YOUR OBJECTIVE: A bare number is required: the count of lines in the material below that hold the word "hillside".

DATA FOR THIS TASK:
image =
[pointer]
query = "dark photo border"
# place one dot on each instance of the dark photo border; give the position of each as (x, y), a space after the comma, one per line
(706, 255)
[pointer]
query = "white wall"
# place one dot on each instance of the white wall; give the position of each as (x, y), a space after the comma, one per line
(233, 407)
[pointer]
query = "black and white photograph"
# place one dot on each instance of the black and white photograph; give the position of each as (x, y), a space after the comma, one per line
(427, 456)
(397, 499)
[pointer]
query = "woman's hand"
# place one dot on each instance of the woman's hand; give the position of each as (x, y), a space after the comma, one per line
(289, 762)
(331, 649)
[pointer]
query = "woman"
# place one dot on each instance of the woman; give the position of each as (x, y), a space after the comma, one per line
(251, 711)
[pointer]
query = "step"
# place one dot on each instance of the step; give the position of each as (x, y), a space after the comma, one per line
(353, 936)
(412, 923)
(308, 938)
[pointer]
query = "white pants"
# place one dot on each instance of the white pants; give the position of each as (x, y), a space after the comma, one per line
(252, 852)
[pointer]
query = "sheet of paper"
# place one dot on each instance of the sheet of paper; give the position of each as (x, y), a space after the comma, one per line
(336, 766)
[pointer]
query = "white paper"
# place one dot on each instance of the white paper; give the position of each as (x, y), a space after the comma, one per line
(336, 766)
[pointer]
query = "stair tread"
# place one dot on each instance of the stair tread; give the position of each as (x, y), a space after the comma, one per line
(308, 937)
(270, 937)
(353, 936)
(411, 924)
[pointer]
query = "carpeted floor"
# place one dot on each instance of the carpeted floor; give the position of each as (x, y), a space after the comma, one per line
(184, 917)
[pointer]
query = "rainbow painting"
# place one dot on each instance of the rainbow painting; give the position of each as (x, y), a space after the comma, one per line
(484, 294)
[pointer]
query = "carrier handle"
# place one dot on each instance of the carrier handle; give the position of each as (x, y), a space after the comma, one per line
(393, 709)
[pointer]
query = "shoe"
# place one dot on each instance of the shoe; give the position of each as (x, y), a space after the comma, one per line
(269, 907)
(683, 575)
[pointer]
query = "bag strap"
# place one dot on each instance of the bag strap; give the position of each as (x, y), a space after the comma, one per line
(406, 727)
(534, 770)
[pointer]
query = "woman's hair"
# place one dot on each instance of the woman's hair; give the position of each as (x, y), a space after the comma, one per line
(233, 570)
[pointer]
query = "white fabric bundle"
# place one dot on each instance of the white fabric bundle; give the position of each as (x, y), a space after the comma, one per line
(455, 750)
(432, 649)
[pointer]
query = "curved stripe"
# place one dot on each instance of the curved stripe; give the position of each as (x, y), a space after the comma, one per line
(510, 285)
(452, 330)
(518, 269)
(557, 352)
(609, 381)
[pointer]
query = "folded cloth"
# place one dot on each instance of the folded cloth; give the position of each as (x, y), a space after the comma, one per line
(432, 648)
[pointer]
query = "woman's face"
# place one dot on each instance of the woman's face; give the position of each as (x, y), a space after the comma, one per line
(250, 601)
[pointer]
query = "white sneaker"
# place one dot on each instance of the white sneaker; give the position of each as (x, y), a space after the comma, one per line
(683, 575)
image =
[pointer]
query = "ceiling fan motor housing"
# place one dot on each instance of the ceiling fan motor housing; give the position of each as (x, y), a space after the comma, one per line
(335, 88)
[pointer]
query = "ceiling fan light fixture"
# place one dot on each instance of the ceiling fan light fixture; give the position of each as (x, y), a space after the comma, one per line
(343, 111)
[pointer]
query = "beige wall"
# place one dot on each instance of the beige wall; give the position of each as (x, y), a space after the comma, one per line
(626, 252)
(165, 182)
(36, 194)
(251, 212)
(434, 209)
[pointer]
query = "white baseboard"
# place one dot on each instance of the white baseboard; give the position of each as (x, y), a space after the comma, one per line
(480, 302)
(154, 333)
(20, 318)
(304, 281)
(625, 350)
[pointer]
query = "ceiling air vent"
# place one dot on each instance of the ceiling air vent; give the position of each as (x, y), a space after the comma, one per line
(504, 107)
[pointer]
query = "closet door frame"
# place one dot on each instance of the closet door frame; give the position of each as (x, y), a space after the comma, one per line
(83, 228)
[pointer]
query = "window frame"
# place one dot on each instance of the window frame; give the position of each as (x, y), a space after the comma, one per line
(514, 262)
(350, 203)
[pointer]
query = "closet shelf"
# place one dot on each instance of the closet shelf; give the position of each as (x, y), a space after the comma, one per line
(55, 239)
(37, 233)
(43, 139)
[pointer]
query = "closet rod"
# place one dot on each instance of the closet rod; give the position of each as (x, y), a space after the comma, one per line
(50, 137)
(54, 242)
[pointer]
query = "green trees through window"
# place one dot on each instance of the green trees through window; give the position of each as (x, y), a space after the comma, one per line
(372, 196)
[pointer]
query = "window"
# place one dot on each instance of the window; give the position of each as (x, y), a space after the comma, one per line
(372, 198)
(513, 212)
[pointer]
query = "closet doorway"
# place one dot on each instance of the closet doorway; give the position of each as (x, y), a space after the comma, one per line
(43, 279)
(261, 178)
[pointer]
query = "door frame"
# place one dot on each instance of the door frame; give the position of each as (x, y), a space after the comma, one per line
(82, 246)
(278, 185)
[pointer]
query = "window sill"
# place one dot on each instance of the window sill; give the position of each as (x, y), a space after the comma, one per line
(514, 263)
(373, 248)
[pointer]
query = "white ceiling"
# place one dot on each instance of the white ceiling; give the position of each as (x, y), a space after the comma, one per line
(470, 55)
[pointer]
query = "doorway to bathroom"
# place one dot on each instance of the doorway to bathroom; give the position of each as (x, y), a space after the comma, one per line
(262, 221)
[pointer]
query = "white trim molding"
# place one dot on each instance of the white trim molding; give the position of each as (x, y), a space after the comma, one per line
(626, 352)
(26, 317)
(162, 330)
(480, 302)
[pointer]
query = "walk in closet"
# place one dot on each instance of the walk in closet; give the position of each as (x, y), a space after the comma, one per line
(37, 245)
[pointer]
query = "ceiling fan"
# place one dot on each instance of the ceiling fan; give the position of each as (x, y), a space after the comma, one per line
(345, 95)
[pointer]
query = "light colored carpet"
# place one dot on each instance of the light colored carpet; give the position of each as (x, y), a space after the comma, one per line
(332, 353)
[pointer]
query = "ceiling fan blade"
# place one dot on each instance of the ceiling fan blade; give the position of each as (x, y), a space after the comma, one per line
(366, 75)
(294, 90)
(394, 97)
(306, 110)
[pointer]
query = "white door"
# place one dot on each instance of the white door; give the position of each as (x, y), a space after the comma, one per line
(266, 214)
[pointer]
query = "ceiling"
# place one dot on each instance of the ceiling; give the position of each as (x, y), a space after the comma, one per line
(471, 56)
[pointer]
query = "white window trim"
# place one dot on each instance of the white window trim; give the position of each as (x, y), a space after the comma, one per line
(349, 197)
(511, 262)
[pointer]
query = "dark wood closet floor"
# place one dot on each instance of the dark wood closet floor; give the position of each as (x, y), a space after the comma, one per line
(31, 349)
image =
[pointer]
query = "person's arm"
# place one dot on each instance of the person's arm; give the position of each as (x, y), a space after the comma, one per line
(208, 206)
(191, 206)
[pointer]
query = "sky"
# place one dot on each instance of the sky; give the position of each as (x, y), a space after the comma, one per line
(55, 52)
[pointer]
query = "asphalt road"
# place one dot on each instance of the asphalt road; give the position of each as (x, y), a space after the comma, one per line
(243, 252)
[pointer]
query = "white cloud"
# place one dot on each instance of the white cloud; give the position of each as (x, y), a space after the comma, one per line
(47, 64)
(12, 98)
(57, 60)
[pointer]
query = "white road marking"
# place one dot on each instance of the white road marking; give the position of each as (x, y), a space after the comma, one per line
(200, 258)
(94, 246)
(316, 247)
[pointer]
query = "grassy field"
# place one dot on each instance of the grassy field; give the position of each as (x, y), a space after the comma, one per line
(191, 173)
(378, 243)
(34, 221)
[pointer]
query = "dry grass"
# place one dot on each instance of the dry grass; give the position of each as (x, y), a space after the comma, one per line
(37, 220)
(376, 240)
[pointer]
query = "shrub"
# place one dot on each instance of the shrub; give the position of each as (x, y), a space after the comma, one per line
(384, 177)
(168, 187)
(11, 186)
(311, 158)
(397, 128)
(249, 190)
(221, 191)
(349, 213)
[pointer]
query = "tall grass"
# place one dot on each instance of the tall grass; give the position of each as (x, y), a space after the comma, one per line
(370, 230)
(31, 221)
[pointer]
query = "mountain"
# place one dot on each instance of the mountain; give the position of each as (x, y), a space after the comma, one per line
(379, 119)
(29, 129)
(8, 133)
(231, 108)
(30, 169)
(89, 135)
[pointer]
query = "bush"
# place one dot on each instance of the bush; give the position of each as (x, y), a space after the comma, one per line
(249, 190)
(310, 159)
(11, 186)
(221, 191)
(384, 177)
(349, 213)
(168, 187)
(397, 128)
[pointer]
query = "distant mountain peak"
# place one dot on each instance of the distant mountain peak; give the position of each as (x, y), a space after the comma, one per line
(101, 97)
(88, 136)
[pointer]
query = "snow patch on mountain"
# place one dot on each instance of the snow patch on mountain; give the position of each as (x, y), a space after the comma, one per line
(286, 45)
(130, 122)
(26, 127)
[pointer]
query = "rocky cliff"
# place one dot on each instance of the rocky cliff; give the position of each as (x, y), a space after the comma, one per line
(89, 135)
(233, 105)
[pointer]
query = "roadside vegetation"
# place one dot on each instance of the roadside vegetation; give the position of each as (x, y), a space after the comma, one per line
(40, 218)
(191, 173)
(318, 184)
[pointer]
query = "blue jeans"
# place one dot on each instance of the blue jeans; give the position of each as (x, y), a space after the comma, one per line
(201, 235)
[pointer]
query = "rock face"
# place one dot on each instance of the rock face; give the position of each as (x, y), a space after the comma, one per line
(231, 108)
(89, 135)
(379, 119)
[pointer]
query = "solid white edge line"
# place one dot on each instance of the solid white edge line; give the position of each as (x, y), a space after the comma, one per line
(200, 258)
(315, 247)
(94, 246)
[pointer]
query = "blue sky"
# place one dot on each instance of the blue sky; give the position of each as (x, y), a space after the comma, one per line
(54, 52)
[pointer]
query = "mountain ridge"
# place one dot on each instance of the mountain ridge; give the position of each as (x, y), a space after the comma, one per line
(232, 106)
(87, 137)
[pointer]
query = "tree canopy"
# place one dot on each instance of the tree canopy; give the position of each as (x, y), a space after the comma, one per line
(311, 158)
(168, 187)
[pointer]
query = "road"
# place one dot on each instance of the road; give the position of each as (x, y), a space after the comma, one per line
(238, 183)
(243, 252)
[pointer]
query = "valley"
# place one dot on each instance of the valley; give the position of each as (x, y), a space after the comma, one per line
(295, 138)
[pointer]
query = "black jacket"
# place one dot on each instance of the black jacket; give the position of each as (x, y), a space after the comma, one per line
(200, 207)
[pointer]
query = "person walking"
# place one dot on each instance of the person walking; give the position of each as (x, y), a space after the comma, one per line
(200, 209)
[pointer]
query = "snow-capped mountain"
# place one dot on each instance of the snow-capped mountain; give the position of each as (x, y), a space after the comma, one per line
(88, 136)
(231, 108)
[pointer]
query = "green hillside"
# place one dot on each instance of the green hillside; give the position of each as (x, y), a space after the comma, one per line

COMPLETED TASK: 2